- PASSAGE TO READ
— BEGIN —

I'd like to see a movie on Ledeen's life. It would be appropriately named: "From Ex-Con to Neo-Con".
Michael Ledeen -- lead counter-tenor in the Iran-Contra operetta, resident scholar at the Old-Age Home for Old and Young Neoconservatives (the American Enterprise Institute), nostalgist for the "movement" (not, note, the "regime") of Italian fascism, the man who lamented that Mussolini "never had enough confidence in the Italian people to permit them a genuine participation in fascism," and the man who wrote this:
I think Chirac will oppose us before, during, and after the war [in Iraq], because he has cast his lot with radical Islam and with the Arab extremists. He isn't doing it just for the money -- although I have no doubt that France is being richly rewarded for defending Saddam against the civilized countries of the world -- but for higher stakes. He's fighting to end the feared American domination before it takes stable shape.
If this is correct, we will have to pursue the war against terror far beyond the boundaries of the Middle East, into the heart of Western Europe. (National Review Online, 3-10-03)

— END —

- CHALLENGE A
Count the lines in the records that contain the string "ceiling", and give only that number.
The records that follow are unrelated to the passage on Michael Ledeen.

- DATA TO USE
— BEGIN —

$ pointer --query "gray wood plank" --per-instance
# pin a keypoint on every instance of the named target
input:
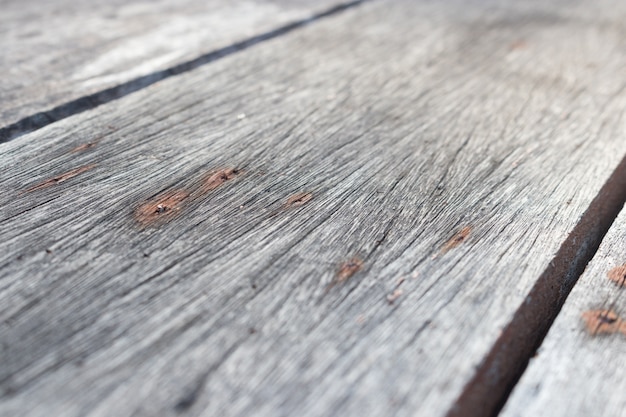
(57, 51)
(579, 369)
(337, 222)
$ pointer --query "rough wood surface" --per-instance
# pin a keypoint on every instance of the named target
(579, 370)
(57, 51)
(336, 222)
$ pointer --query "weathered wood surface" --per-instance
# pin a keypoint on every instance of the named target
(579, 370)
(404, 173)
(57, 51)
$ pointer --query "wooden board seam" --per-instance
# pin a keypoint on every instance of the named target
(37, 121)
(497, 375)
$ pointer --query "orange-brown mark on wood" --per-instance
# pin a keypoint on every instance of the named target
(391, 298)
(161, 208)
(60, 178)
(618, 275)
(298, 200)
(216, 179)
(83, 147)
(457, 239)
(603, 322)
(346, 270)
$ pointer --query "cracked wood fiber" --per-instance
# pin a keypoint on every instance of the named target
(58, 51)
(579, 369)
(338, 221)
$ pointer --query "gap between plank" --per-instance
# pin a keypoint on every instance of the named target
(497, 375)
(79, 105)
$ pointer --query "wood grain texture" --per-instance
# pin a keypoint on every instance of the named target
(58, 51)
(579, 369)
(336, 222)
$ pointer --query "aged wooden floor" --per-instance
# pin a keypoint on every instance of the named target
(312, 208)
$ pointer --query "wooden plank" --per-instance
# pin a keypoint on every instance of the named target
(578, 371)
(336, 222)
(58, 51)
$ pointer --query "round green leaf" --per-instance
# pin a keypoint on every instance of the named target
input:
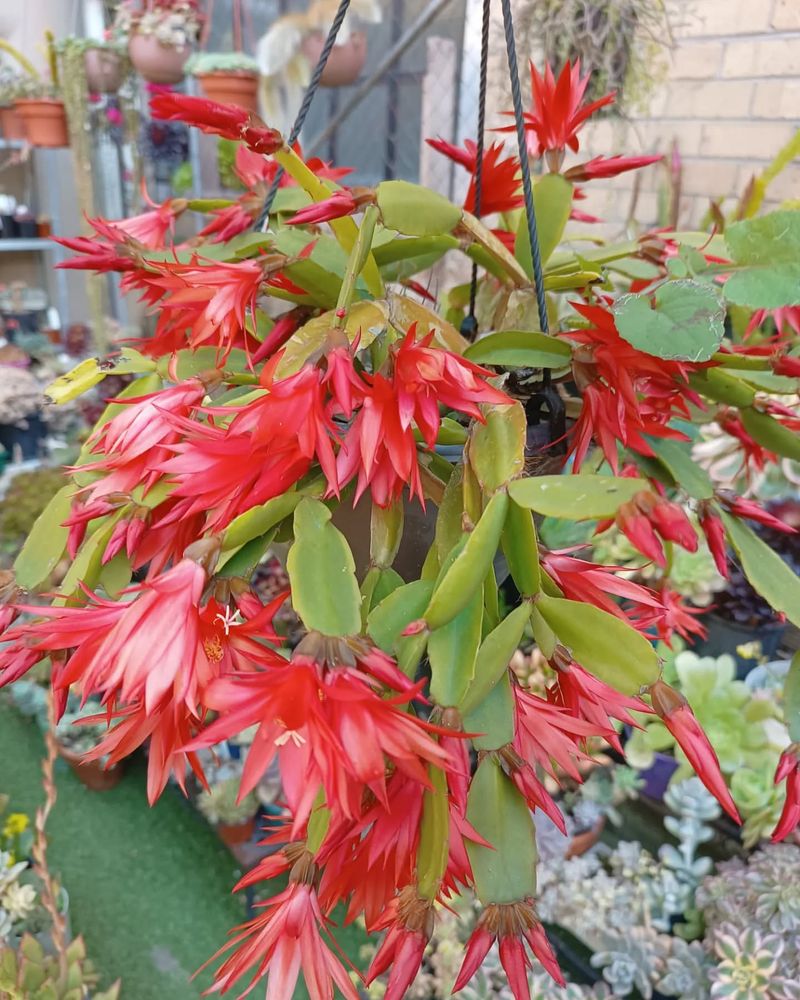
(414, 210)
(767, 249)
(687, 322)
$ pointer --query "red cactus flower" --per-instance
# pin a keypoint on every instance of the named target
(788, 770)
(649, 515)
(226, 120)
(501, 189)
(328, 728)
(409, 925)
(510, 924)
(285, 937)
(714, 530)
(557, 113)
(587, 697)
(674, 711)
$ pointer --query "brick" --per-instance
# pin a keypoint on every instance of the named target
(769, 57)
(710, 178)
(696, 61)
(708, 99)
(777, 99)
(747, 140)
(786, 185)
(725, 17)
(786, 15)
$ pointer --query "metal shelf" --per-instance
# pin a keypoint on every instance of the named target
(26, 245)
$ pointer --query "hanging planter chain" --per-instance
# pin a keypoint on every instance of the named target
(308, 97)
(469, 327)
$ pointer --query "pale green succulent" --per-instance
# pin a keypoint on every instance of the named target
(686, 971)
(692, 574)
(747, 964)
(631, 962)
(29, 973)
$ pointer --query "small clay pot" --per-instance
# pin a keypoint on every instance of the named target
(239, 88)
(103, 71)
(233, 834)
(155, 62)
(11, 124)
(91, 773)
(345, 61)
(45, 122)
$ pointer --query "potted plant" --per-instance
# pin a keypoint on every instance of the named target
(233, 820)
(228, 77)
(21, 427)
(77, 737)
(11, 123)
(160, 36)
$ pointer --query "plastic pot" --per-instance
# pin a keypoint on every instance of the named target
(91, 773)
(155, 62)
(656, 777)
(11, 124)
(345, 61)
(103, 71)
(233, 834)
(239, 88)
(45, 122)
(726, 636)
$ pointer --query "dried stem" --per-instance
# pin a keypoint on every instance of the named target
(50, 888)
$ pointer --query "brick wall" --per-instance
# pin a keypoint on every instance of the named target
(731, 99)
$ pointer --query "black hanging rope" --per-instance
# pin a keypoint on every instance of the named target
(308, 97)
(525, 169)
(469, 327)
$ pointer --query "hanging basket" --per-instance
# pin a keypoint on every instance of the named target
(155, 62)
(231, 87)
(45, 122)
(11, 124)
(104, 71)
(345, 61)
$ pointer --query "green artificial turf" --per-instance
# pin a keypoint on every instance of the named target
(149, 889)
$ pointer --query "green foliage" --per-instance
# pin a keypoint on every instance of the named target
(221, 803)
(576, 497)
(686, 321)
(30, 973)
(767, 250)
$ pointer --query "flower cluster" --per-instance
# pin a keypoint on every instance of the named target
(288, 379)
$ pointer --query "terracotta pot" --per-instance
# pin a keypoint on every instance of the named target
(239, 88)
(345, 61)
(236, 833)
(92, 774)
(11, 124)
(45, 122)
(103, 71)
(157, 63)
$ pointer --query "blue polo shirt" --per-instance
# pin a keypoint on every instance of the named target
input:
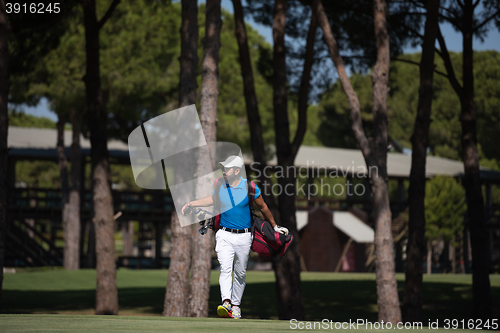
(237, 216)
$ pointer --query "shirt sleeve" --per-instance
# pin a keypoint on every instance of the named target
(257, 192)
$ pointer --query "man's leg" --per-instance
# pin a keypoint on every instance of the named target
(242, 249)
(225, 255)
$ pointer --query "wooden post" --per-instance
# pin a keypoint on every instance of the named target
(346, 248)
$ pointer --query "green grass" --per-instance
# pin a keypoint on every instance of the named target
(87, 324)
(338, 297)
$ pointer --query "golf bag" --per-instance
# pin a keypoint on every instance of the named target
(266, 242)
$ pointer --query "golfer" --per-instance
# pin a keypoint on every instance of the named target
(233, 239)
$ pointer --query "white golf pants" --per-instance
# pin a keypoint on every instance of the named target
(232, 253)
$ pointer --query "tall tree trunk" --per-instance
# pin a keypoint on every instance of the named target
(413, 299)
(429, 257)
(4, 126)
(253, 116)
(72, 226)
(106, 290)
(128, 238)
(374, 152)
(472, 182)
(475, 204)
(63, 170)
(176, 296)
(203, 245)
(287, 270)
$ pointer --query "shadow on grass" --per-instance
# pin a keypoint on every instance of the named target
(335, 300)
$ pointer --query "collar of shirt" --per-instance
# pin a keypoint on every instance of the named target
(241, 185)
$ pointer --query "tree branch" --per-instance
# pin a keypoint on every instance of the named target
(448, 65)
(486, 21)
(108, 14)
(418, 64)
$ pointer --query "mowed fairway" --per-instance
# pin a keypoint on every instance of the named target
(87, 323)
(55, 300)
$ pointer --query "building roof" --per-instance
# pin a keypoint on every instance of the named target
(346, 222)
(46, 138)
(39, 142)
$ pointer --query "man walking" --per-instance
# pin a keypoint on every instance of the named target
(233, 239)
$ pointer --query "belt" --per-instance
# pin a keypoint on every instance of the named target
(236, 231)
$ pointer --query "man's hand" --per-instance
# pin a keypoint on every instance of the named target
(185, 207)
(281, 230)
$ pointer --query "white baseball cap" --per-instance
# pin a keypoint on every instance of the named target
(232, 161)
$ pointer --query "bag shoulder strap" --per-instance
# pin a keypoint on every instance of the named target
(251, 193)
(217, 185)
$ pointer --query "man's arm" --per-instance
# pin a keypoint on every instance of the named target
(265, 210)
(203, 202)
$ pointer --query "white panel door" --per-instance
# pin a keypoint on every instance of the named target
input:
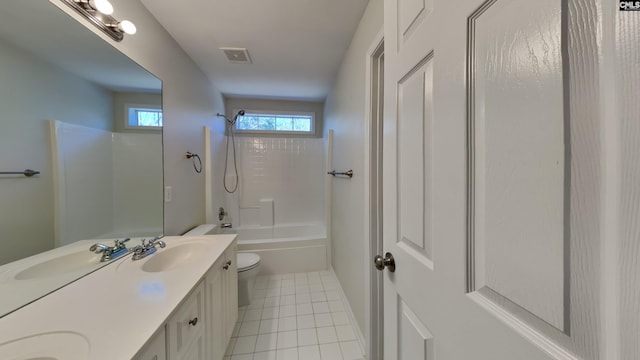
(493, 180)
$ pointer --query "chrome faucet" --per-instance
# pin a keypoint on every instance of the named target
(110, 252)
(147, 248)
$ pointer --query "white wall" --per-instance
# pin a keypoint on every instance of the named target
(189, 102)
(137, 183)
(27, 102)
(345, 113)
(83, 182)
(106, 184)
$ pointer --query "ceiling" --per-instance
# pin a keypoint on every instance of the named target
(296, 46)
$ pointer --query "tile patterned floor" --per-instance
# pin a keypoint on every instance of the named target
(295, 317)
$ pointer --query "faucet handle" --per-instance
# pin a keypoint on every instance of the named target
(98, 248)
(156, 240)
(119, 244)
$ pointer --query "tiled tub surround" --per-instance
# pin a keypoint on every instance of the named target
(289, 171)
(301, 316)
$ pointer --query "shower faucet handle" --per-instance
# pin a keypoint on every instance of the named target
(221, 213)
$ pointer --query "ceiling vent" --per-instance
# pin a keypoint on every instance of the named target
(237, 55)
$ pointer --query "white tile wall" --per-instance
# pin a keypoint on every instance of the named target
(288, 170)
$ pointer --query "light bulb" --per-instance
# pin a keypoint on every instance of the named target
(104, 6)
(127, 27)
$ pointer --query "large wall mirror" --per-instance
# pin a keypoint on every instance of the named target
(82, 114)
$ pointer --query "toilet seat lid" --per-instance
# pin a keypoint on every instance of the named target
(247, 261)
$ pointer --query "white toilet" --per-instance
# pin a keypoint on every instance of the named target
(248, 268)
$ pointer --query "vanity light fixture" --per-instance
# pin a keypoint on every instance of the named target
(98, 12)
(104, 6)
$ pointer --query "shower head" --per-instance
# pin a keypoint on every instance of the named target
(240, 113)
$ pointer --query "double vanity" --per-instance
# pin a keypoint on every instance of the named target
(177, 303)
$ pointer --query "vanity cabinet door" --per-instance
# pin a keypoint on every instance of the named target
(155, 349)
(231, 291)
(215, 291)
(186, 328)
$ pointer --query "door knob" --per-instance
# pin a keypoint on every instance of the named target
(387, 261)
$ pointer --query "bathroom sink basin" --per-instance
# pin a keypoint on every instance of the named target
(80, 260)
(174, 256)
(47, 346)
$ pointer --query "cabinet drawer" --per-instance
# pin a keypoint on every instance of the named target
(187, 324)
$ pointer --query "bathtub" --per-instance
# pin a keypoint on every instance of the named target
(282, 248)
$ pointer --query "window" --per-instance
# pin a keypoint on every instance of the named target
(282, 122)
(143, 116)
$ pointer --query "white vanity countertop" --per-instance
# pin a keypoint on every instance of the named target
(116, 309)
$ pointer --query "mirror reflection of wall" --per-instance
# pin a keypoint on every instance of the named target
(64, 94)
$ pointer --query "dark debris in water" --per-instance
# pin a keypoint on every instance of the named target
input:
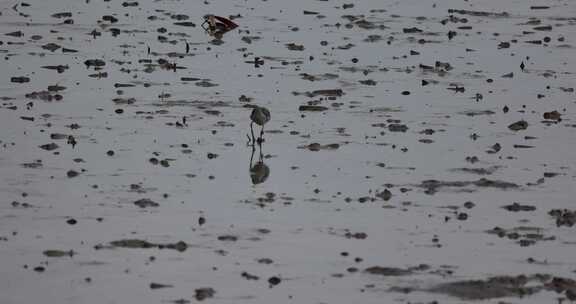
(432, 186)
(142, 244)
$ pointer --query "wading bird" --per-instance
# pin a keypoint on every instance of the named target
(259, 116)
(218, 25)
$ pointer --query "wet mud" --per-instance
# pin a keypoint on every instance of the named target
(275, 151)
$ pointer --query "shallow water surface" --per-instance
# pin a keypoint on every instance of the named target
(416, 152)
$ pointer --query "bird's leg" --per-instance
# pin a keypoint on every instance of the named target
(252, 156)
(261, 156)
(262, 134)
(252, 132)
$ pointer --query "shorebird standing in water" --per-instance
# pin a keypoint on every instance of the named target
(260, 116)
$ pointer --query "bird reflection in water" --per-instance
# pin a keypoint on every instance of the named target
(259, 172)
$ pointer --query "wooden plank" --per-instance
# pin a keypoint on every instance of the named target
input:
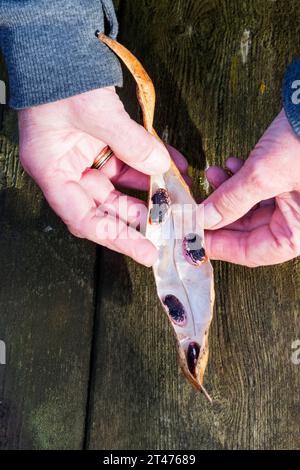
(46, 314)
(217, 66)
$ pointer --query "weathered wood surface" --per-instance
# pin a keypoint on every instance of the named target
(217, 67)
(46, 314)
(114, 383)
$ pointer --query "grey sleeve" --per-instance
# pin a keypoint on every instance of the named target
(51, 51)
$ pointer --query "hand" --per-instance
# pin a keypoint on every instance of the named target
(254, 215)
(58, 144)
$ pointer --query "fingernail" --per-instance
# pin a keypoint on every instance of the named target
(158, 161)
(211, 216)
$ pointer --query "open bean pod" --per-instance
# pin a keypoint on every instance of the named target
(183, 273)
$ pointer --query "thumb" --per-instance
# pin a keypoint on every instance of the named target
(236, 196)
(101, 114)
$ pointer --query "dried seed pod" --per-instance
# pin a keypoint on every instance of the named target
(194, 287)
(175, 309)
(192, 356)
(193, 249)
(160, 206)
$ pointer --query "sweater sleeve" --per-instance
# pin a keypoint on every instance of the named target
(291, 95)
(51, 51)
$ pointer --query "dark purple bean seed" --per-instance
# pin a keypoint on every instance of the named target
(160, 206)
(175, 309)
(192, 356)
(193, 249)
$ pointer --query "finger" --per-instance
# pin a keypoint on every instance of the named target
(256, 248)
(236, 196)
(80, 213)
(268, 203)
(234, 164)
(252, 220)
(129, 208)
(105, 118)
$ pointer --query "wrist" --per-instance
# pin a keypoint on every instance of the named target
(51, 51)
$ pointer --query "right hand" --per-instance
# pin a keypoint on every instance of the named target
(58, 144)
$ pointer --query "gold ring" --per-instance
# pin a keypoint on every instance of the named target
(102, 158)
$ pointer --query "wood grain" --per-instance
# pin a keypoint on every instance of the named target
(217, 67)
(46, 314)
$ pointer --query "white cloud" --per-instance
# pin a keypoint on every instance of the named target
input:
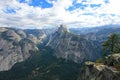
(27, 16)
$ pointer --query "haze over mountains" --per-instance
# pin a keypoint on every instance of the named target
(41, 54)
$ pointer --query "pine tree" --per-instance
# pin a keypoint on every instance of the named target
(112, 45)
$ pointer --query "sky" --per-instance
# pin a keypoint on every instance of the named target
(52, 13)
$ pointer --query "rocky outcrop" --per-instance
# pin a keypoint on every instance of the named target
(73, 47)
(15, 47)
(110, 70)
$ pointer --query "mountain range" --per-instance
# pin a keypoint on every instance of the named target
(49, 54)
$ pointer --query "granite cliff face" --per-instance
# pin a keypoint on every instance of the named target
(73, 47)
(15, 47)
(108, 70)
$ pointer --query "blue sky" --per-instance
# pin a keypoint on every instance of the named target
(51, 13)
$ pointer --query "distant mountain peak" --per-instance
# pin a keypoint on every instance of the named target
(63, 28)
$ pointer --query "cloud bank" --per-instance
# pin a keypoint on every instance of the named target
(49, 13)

— END —

- CHALLENGE B
For each statement, say whether it agrees with the passage on Michael Ledeen, answering yes or no and quoting the deciding words of the passage: (i) The passage identifies Ledeen as a resident scholar at the American Enterprise Institute. (ii) In the quoted writing, Ledeen predicts that Chirac will support the war in Iraq. (iii) In the quoted writing, Ledeen says the war against terror may have to be pursued into Western Europe.

- FULL OUTPUT A
2

- FULL OUTPUT B
(i) Yes: "resident scholar at the Old-Age Home for Old and Young Neoconservatives (the American Enterprise Institute)"
(ii) No: "I think Chirac will oppose us before, during, and after the war [in Iraq]"
(iii) Yes: "we will have to pursue the war against terror far beyond the boundaries of the Middle East, into the heart of Western Europe"